## Aim
Edit the listing below by changing each "instance" to "occurrence" and leaving everything else untouched.

########

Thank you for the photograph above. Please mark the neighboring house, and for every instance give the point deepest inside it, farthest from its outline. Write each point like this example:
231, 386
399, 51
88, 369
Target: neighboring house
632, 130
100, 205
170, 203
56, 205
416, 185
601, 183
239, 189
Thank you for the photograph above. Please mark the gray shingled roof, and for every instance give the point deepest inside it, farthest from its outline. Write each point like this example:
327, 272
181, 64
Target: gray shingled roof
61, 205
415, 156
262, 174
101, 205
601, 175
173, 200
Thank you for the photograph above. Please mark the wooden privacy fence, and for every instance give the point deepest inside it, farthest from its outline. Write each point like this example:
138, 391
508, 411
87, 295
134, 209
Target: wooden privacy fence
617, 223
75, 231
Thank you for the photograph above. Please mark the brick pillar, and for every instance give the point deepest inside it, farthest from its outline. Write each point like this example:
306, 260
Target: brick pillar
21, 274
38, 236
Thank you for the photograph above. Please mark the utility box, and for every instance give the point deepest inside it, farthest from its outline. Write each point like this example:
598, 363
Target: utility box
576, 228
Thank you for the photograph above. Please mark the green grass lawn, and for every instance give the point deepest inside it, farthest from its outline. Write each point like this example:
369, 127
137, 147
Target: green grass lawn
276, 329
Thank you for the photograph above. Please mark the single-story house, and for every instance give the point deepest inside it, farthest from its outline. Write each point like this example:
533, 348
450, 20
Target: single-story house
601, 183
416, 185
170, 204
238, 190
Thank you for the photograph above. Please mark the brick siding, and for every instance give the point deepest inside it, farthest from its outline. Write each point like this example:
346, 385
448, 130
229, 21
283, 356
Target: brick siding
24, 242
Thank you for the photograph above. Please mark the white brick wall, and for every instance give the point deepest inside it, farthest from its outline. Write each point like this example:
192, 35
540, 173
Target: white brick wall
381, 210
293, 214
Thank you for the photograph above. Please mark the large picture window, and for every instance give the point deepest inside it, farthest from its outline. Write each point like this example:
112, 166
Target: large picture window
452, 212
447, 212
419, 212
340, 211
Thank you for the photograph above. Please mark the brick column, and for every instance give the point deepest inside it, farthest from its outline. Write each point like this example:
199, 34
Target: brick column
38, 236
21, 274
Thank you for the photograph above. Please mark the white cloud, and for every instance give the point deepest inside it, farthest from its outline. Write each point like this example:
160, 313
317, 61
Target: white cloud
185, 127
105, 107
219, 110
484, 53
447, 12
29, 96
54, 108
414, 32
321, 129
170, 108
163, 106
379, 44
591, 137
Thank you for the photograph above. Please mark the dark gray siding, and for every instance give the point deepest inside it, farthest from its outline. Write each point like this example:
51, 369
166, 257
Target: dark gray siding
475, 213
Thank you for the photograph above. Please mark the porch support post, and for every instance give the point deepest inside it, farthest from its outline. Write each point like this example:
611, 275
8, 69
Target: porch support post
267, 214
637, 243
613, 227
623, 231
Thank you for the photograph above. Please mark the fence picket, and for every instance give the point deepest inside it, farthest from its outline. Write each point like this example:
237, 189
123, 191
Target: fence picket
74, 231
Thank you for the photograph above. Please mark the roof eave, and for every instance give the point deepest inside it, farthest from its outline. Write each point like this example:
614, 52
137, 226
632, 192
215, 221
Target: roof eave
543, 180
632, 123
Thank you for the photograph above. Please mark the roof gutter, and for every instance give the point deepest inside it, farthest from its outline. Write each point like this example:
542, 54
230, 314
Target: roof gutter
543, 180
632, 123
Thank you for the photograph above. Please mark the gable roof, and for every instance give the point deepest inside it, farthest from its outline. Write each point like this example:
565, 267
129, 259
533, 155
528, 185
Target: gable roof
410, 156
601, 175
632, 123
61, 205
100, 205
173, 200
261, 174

########

## Answer for the task
Thank you for the photograph above. Please mark the neighboring house, and for every occurrence give the point deepest inside it, farthest from its outline. Write each point like this example:
231, 386
399, 51
88, 369
Target: neighboring house
632, 130
100, 205
170, 203
56, 205
416, 185
601, 183
239, 189
Thank you for the photograph above. Please mark the gray shingled roof, and for every occurrence give the point deepest inside it, farthest from its outline. Write each point like this example:
327, 272
181, 64
Target: gray shingled roof
61, 205
415, 156
262, 174
101, 205
601, 175
173, 200
Thank you for the photograph above. Please mark the wooden privacy fence, and for every occurrence give the point deepest inside it, farthest from its outline. Write each point like this example:
138, 391
508, 411
87, 295
134, 209
Target: wooden privacy fence
617, 223
75, 231
Thank you for the photograph above. Please mark the brick pillar, and for every occurrence give the point deepest inside it, farthest from its outline. Write each point like this example:
306, 260
Target: brick pillar
21, 274
38, 236
Thank you for the photograph above. Please mark the utility box, and for every occurrence give the point deepest inside it, farthest from its outline. Write each point like this example:
598, 363
Target: utility box
576, 228
Thank you for the photograph above. Please mark the green grass lawn, and for every occurrence give the point deepest inside it, farthest from its outline. Write each point like this example:
369, 127
137, 147
Target: green grass lawn
276, 329
Thank you for the photograph above. Please mark the single-story house, and for every occurrence give the point deepest inside it, farthest from its outline. Write each point like this example:
533, 348
450, 20
Target: single-story house
601, 183
416, 185
170, 204
238, 190
Thank you for the photograph above. Please mark the brick siding, and for every occurrence give the point deepest inside it, farthest from its outline. Write each point like this example:
346, 385
448, 130
229, 21
283, 356
Target: brick siding
24, 242
Thank you for the photograph above. Please mark the white brick wall, and for every occurrence give the point deepest inside it, farthest from its outline. Write each point like this example:
192, 35
540, 173
Target: white brick wall
381, 210
293, 214
Thank you for the photograph above. Please mark the large picture window, and for every occurrence give the point deepest inside it, farthest from its outline. Write each point like this example:
112, 166
Target: large picture window
452, 212
447, 212
419, 212
340, 211
Thank you for the photograph above. Please mark the brick column, and for every occurrence give the point deepest inside it, farthest from its outline. Write each point like this example:
199, 34
Target: brick column
38, 236
21, 274
Thank you for the photograph above. Please mark the white cloud, and for every occurrence give the point deepest inside it, farthest from its outline. Write each point like this example:
160, 313
317, 61
Target: white cloud
185, 127
105, 107
219, 110
484, 53
447, 12
29, 96
54, 108
414, 32
321, 129
170, 108
163, 106
379, 44
591, 137
Thank you for the photograph above. Please mark the dark gray siding, and for every occurrence give the point deepest inside it, farthest from its outline. Write each point like this example:
51, 369
166, 257
Target: dark gray siding
475, 213
Thank you for the photograph above. Please mark the porch support post, and for every occurrence give the point deepest inside it, farthest from its outline. Write each point like this example:
611, 275
8, 69
Target: porch support post
267, 214
637, 243
613, 227
623, 231
Thank you for the photograph above. Please mark the fence picket, and for every occurrence give the point deepest inside it, farthest from its outline. Write each point like this example:
237, 189
123, 191
Target: fence picket
74, 231
Thank you for the photograph above. Please mark the roof eave, and for every occurrence give the point deepest inside it, farthest from its outline. Write each point like this example:
614, 52
137, 226
632, 192
215, 221
Target: roof eave
543, 180
632, 123
Thank you for the photograph above. Please mark the roof gutter, and for every occurrence give the point deepest inside it, farthest from its outline. Write each point like this example:
542, 54
230, 314
Target: roof gutter
543, 180
632, 123
Thank you for the photograph above. Please mark the gable roof, and for every occurrence give the point deepest inside it, farthest from its outline. Write each point like this example:
565, 267
129, 259
533, 155
528, 185
Target: gable roof
410, 156
601, 175
632, 123
61, 205
100, 205
173, 200
261, 174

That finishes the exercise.